Interview with historical romance author Laura Strickland

Today’s
focus is on the historical romance novel, Daughter
of Sherwood: The Guardians of Sherwood Book One
, by Laura Strickland.
Laura’s bio:
Born and
raised in Western New York, Laura Strickland has pursued lifelong interests in
lore, legend, magic and music, all reflected in her writing. Though her
imagination frequently takes her to far off places, she is usually happiest at
home not far from Lake Ontario with her husband and her “fur” child,
a rescue dog. Currently she is at work on the third book of the Guardians of
Sherwood series.
Welcome, Laura. Please tell us about
your current release.

• **Objective 1**
Please quote the Laura Strickland interview above, everything from "Interview with historical" down to "Sherwood series.".
• **Objective 2**
In one to three sentences, explain what the bio in the Laura Strickland interview says about how her interests in lore, legend, magic and music relate to her work.
• **Objective 3**
Carry on with the Laura Strickland interview from the point where it stops.

• **Extracted information**
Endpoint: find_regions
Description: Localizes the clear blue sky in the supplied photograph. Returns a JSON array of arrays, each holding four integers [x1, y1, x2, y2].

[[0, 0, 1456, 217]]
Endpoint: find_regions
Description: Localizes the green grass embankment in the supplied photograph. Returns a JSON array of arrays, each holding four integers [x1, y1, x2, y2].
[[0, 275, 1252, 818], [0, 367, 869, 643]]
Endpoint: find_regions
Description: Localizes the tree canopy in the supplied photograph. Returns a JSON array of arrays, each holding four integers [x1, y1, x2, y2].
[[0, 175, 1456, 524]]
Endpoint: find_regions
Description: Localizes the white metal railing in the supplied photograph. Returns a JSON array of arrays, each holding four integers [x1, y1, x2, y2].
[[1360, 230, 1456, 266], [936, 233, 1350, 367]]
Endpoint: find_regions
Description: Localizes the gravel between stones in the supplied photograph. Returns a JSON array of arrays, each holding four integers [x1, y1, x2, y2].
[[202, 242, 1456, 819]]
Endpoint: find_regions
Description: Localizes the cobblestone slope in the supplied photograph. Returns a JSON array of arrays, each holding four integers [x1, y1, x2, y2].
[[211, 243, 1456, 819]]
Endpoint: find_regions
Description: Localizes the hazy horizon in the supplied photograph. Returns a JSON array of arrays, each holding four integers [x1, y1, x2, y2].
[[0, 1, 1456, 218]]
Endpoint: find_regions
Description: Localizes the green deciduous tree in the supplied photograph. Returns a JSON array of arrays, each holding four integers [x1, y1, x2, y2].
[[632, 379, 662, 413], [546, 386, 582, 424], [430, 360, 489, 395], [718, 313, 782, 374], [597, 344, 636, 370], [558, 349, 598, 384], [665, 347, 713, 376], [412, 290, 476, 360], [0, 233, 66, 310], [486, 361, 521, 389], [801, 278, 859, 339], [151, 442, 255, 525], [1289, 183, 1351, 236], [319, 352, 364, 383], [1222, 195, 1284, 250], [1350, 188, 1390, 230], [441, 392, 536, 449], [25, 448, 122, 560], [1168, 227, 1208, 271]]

• **Task output 1**
Interview with historical romance author Laura Strickland

Today’s
focus is on the historical romance novel, Daughter
of Sherwood: The Guardians of Sherwood Book One
, by Laura Strickland.
Laura’s bio:
Born and
raised in Western New York, Laura Strickland has pursued lifelong interests in
lore, legend, magic and music, all reflected in her writing. Though her
imagination frequently takes her to far off places, she is usually happiest at
home not far from Lake Ontario with her husband and her “fur” child,
a rescue dog. Currently she is at work on the third book of the Guardians of
Sherwood series.

• **Task output 2**
Laura Strickland has pursued lifelong interests in lore, legend, magic and music, and the bio says these interests are all reflected in her writing.

• **Task output 3**
This is my
second release for The Wild Rose Press. The first, Devil Black, is a Historical Romance set in Scotland, so when I sat
down to write a second book I wanted to do something a bit different. I’ve
always been fascinated with myths, legends and the ancient history of Britain
(most of my titles to date have been centered there) but when the idea of
writing about Robin Hood occurred, I told myself I must be crazy. It’s been
done so many times both on the large and small screen, and ever since the days
of the great writer, Howard Pyle, Robin has been a literary institution. But
the idea wouldn’t leave my mind, so I decided my Sherwood would be different —
a place of ancient magic that actively serves to assist the Saxon outlaws in
their fight against Norman tyranny. And I would create a whole new set of
characters led by the daughter of Robin and Marian.
When the
story begins, the heroine, Wren, has no idea she’s the daughter of a legend. Hidden
all her life from the Sheriff’s vengeance, raised under his nose in the
kitchens at Nottingham Castle, she only learns of her destiny upon the death of
one of the current Guardians. Ever since Robin’s death, a triad of three has
served to uphold the circle of enchantment that guards the forest. Now Wren
discovers she must bond with two young men – Martin Scarlet, son of Will
Scarlet and Sparrow Little, son of Little John – to form a new circle and take
up the enchantment. To one of these young men she will also give her heart.
What inspired you to write this book?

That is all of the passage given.